- DIRECTIONS: Recast every line of the entries below as a two-column Markdown table headed Row and Line. Put the row number under Row and the line under Line, and omit blank lines.

- DATA TO PROCESS:
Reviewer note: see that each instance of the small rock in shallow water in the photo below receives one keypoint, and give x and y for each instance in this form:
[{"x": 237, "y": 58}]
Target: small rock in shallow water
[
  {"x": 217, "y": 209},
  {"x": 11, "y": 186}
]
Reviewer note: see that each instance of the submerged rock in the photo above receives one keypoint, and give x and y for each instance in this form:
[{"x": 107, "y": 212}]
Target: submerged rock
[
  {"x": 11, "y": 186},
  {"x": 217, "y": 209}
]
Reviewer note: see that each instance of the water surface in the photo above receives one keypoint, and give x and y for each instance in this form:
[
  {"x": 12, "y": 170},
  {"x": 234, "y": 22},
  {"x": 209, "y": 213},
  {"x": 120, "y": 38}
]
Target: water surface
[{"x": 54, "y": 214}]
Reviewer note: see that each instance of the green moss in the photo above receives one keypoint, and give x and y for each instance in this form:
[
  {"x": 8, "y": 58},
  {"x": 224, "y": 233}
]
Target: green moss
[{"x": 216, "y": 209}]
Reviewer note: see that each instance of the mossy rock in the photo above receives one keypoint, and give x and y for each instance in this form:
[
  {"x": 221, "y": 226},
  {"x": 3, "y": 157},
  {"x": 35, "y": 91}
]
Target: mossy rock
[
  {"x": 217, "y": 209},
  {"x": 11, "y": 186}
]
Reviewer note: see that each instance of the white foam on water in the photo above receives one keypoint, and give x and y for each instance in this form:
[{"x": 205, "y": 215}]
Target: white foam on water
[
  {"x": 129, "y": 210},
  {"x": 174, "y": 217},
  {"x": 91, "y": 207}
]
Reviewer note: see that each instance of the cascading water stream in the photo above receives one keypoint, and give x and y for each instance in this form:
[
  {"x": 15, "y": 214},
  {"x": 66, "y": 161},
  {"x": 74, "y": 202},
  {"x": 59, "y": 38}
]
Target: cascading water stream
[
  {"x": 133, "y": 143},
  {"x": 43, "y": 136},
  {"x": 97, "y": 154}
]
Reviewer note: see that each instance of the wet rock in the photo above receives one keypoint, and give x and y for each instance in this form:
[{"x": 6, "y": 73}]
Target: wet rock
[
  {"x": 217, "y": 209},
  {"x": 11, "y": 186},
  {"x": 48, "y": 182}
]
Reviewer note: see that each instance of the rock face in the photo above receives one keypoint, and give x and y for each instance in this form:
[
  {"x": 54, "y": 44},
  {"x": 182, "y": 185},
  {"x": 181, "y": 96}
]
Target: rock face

- TASK SOLUTION:
| Row | Line |
|---|---|
| 1 | Reviewer note: see that each instance of the small rock in shallow water in the photo below receives one keypoint, and give x and y for each instance in this form: |
| 2 | [{"x": 237, "y": 58}] |
| 3 | Target: small rock in shallow water |
| 4 | [ |
| 5 |   {"x": 217, "y": 209}, |
| 6 |   {"x": 11, "y": 186} |
| 7 | ] |
| 8 | Reviewer note: see that each instance of the submerged rock in the photo above receives one keypoint, and give x and y for each instance in this form: |
| 9 | [{"x": 107, "y": 212}] |
| 10 | Target: submerged rock |
| 11 | [ |
| 12 |   {"x": 11, "y": 186}, |
| 13 |   {"x": 217, "y": 209} |
| 14 | ] |
| 15 | Reviewer note: see that each instance of the water surface in the photo above receives one keypoint, and give x and y for each instance in this form: |
| 16 | [ |
| 17 |   {"x": 12, "y": 170}, |
| 18 |   {"x": 234, "y": 22}, |
| 19 |   {"x": 209, "y": 213}, |
| 20 |   {"x": 120, "y": 38} |
| 21 | ] |
| 22 | Target: water surface |
| 23 | [{"x": 54, "y": 214}] |
| 24 | Reviewer note: see that each instance of the green moss in the photo above receives one keypoint, and give x and y for each instance in this form: |
| 25 | [ |
| 26 |   {"x": 8, "y": 58}, |
| 27 |   {"x": 224, "y": 233} |
| 28 | ] |
| 29 | Target: green moss |
| 30 | [{"x": 216, "y": 209}] |
| 31 | Reviewer note: see that each instance of the mossy rock in the photo above receives one keypoint, and give x and y for each instance in this form: |
| 32 | [ |
| 33 |   {"x": 221, "y": 226}, |
| 34 |   {"x": 3, "y": 157}, |
| 35 |   {"x": 35, "y": 91} |
| 36 | ] |
| 37 | Target: mossy rock |
| 38 | [ |
| 39 |   {"x": 217, "y": 209}, |
| 40 |   {"x": 11, "y": 186} |
| 41 | ] |
| 42 | Reviewer note: see that each instance of the white foam on water in the photo above receives one keypoint, and give x and y for each instance in this form: |
| 43 | [{"x": 205, "y": 215}] |
| 44 | Target: white foam on water |
| 45 | [ |
| 46 |   {"x": 129, "y": 210}, |
| 47 |   {"x": 174, "y": 217}, |
| 48 |   {"x": 91, "y": 207} |
| 49 | ] |
| 50 | Reviewer note: see that each instance of the cascading water stream in the photo above receives one keypoint, and give x and y for each instance in this form: |
| 51 | [ |
| 52 |   {"x": 15, "y": 214}, |
| 53 |   {"x": 66, "y": 161}, |
| 54 |   {"x": 74, "y": 202}, |
| 55 |   {"x": 59, "y": 38} |
| 56 | ] |
| 57 | Target: cascading water stream |
| 58 | [ |
| 59 |   {"x": 133, "y": 143}, |
| 60 |   {"x": 43, "y": 136}, |
| 61 |   {"x": 97, "y": 154} |
| 62 | ] |
| 63 | Reviewer note: see that each instance of the wet rock in the photo above receives one keypoint, and give x and y for each instance in this form: |
| 64 | [{"x": 6, "y": 73}] |
| 65 | Target: wet rock |
| 66 | [ |
| 67 |   {"x": 217, "y": 209}, |
| 68 |   {"x": 11, "y": 186}, |
| 69 |   {"x": 48, "y": 182} |
| 70 | ] |
| 71 | Reviewer note: see that each instance of the rock face in the photo above receives one keypoint, and give x and y for each instance in this form: |
| 72 | [ |
| 73 |   {"x": 54, "y": 44}, |
| 74 |   {"x": 182, "y": 185}, |
| 75 |   {"x": 181, "y": 96} |
| 76 | ] |
| 77 | Target: rock face |